*Short problem*.
Can you transcribe the data exactly? Leave the pictures out.

:::::

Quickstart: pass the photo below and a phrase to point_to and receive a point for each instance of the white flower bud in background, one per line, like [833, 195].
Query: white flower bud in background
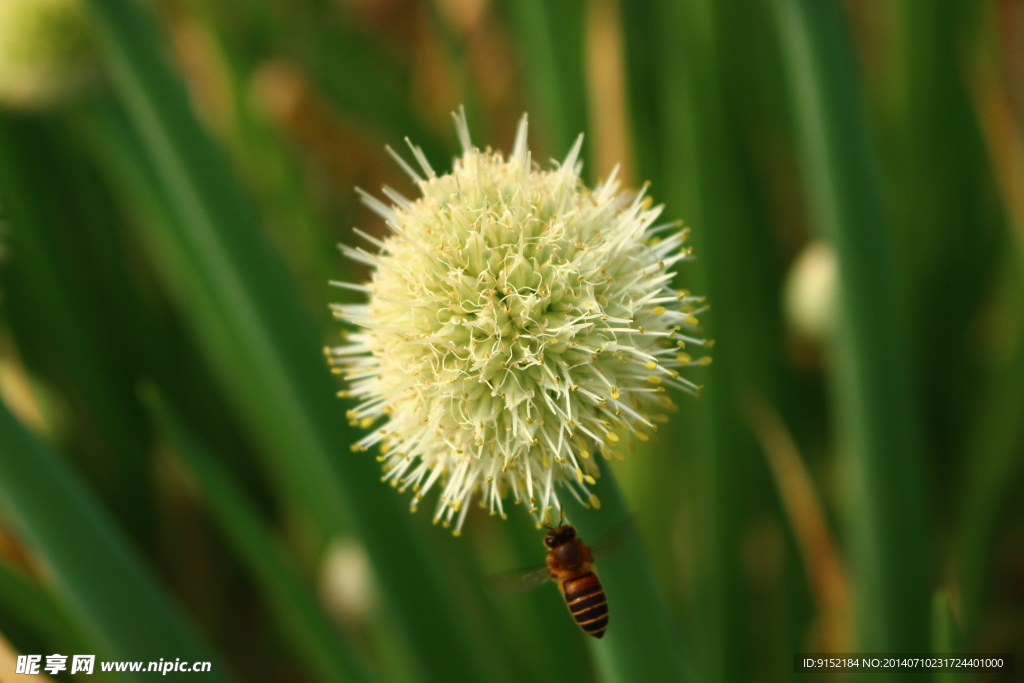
[46, 52]
[519, 325]
[346, 584]
[810, 293]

:::::

*Task solution*.
Quickstart: pass the photo below and a phrase to point_to and receive a point for each instance of the white flower bud in background, one per line, like [833, 195].
Query: white flower bud in background
[46, 52]
[519, 325]
[346, 584]
[810, 293]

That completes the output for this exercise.